While the serious incident framework may provide for an independent team to conduct an investigation, the commissioning and management of the independent process is not institutionally or practically independent as it continues to sit within the NHS management structures. There is also no oversight outside of the NHS on whether investigations should take place and no oversight or external assessment of the quality of those investigations. Moreover, the investigations that do take place under the serious incident framework are of varying quality. They are often deficient in terms of their scope, timeliness, quality, independence and family involvement. There are also concerns about the lack of publication of investigation reports and the methods of identifying learning beyond that of the individual trust or provider. That is a key point because we want to make sure that if there is relevant learning, it will almost certainly apply not just to the individual institution, but much more broadly than that. The internal nature of the investigations means that there is no visibility or oversight around the implementation of the recommendations or identification of common themes and issues which may be of relevance nationally.

[DATA SUPPLIED]:

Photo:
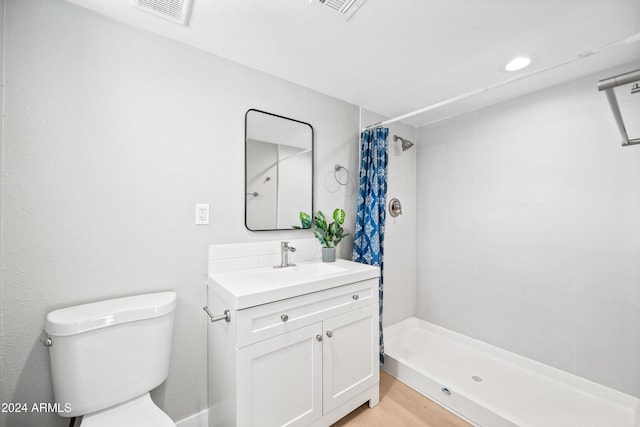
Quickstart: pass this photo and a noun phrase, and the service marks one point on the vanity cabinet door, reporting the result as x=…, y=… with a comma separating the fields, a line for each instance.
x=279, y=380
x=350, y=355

...

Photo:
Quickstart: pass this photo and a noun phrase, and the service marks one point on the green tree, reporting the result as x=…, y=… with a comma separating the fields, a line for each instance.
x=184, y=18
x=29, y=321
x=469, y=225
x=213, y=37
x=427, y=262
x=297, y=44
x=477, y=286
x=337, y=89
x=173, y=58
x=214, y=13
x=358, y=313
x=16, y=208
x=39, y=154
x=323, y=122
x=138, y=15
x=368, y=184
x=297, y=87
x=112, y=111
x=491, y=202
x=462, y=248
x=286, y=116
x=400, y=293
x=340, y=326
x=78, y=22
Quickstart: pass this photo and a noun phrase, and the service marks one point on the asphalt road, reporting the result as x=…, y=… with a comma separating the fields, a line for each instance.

[SET OF TASKS]:
A – Say whether each statement below agrees with the text on NHS serious incident investigations. Answer yes or no for each and quote the words from the text that decide it.
(i) Bodies outside the NHS assess the quality of these investigations.
(ii) Concerns are raised about investigation reports not being published.
(iii) Investigations under the serious incident framework are of consistent quality.
B – Carry on the text on NHS serious incident investigations, starting after its last sentence.

[RESPONSES BY ITEM NUMBER]:
A –
(i) No: "no oversight or external assessment of the quality of those investigations"
(ii) Yes: "There are also concerns about the lack of publication of investigation reports"
(iii) No: "the investigations that do take place under the serious incident framework are of varying quality"

B –
I have heard it argued that such an investigation is not necessary because that is the job of the coroner’s court, but my experience of looking at coroners’ investigations is that they are always enhanced and facilitated by the receipt of an independent report setting out the key issues. That provides a scope for the coroner’s inquiry and investigations. This is something that has to be revisited in those terms. I would ask the Minister to take this aspect away and look at it again, although not in the context of this Bill. Is the Minister confident that he is really fulfilling his personal Article 2 obligations in the absence of a more robust and independent system? Can he say, hand on heart, that he believes that the systems which are currently in place will identify wider lessons and enable them to be disseminated throughout the mental health sector?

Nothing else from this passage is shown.